---------- DATA TO USE
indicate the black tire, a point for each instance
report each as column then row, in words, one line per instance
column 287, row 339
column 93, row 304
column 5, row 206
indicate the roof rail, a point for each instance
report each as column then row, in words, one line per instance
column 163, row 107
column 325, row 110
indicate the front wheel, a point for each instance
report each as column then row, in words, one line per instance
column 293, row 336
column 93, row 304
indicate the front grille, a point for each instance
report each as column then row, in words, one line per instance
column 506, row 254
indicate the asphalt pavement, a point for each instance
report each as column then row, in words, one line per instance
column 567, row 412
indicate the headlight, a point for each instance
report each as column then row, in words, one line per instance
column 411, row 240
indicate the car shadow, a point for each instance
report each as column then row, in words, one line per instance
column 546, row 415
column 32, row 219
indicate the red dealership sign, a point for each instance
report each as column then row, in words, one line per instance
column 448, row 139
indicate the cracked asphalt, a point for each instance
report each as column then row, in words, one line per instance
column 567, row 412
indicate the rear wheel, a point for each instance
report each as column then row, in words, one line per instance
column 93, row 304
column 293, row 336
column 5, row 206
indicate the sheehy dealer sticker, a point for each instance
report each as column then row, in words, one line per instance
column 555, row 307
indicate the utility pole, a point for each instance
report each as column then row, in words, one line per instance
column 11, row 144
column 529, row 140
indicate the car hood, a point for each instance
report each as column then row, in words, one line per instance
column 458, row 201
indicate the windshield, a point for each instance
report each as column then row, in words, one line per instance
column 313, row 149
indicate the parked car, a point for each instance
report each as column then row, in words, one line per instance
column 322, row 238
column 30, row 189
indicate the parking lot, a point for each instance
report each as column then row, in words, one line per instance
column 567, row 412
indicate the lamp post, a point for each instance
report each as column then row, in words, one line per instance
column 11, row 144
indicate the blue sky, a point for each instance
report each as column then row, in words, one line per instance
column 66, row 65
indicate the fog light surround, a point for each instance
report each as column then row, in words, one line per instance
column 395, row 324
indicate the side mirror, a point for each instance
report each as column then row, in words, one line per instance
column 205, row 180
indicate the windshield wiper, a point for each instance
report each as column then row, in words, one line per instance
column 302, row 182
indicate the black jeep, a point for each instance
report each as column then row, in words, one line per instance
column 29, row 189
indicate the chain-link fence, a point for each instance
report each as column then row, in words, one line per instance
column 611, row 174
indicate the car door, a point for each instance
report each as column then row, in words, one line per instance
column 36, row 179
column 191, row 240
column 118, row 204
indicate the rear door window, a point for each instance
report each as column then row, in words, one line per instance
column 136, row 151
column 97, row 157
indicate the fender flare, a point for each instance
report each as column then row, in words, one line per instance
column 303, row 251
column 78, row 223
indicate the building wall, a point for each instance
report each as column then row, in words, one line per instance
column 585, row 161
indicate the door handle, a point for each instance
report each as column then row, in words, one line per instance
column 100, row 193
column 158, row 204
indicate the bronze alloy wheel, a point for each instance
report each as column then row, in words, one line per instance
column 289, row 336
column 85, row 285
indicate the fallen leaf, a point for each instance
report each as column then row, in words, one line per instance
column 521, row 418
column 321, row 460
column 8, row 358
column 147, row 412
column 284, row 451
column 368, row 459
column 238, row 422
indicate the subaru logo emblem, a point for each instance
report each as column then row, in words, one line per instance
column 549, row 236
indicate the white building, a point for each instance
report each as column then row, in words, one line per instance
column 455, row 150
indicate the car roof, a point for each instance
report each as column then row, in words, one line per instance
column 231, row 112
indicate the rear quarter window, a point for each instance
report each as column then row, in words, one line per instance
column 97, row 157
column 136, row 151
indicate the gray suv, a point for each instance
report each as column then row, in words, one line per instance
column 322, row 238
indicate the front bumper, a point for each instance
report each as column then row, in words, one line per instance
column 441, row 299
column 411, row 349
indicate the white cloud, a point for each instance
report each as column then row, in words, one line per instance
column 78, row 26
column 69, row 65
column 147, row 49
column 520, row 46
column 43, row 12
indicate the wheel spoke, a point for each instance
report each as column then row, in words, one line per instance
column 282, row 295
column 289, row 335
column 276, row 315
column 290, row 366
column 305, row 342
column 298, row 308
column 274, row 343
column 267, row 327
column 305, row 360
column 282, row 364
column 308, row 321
--------------------
---------- DATA TO USE
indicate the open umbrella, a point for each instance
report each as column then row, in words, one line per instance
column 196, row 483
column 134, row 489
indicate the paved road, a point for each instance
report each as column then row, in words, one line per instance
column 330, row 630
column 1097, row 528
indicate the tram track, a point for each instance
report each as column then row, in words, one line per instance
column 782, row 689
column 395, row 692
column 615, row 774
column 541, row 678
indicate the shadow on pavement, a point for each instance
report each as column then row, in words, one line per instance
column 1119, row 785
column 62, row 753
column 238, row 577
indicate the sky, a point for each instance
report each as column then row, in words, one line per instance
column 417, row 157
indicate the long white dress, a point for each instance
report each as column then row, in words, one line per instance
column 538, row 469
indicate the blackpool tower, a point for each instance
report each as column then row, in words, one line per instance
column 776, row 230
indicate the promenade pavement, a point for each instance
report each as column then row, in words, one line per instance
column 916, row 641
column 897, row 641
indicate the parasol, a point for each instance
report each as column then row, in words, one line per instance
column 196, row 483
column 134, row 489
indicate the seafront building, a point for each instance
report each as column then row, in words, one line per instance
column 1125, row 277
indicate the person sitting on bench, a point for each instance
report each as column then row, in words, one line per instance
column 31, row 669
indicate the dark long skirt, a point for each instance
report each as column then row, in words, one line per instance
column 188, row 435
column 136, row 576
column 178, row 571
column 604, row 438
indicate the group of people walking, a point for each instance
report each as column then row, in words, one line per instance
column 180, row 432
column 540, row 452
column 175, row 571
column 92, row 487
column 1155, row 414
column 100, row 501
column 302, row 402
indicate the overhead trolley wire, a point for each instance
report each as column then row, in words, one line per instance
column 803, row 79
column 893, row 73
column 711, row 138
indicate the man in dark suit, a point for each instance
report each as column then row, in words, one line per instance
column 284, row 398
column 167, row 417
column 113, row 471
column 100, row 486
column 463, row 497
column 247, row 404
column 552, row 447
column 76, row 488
--------------------
---------- DATA TO USE
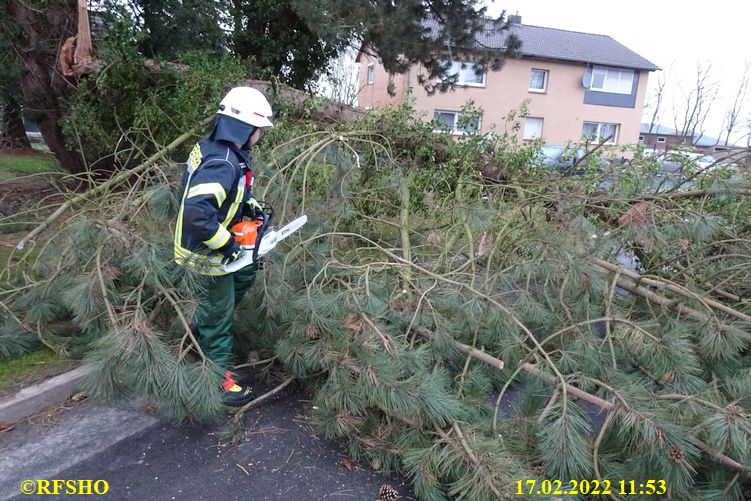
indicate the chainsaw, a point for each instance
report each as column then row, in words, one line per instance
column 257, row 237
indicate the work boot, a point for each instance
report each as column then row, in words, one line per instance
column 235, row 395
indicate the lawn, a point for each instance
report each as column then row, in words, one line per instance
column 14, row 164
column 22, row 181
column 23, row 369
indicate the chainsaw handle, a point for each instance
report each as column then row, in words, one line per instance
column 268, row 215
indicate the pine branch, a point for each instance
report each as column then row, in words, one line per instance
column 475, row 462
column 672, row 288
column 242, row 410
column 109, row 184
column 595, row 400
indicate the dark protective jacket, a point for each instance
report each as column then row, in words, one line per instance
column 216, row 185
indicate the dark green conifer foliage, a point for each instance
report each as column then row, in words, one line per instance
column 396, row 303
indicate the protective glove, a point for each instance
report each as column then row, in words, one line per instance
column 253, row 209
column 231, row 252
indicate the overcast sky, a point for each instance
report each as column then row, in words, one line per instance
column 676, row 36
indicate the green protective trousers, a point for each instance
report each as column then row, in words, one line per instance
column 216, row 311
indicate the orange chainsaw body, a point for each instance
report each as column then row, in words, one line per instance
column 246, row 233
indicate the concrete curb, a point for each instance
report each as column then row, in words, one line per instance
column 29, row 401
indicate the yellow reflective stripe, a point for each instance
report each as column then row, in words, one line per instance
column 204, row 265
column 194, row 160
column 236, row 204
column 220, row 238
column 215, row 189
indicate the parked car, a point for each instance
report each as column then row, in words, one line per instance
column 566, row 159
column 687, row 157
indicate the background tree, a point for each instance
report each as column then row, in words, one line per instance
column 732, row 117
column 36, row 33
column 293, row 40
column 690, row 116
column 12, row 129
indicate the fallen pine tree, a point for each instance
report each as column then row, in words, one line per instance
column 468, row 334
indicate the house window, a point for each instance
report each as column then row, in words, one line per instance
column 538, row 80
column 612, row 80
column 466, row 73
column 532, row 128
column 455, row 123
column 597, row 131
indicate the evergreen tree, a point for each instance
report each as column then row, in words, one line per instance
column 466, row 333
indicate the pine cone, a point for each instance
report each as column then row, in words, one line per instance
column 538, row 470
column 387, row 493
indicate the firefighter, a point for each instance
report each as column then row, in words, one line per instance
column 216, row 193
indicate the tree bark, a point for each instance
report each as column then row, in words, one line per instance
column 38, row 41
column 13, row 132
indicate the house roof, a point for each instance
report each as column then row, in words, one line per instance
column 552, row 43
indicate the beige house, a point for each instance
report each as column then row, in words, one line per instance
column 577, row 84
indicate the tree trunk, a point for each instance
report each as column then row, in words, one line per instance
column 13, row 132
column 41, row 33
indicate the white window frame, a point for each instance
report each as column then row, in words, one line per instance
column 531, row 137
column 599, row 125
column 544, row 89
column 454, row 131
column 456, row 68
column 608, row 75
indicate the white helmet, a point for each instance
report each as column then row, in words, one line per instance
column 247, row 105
--------------------
_WORK INSTRUCTIONS_.
Reproduce verbatim the stretch from the line containing "indicate the overcast" through the line containing "column 246, row 233", both included.

_COMPLETED TASK_.
indicate the overcast sky, a point for each instance
report each as column then row, in words, one line per instance
column 676, row 36
indicate the green protective trousers, a point for each instance
report each as column then row, in words, one line per instance
column 216, row 311
indicate the orange chainsaw body, a point for each instance
report each as column then row, in words, one line per instance
column 246, row 233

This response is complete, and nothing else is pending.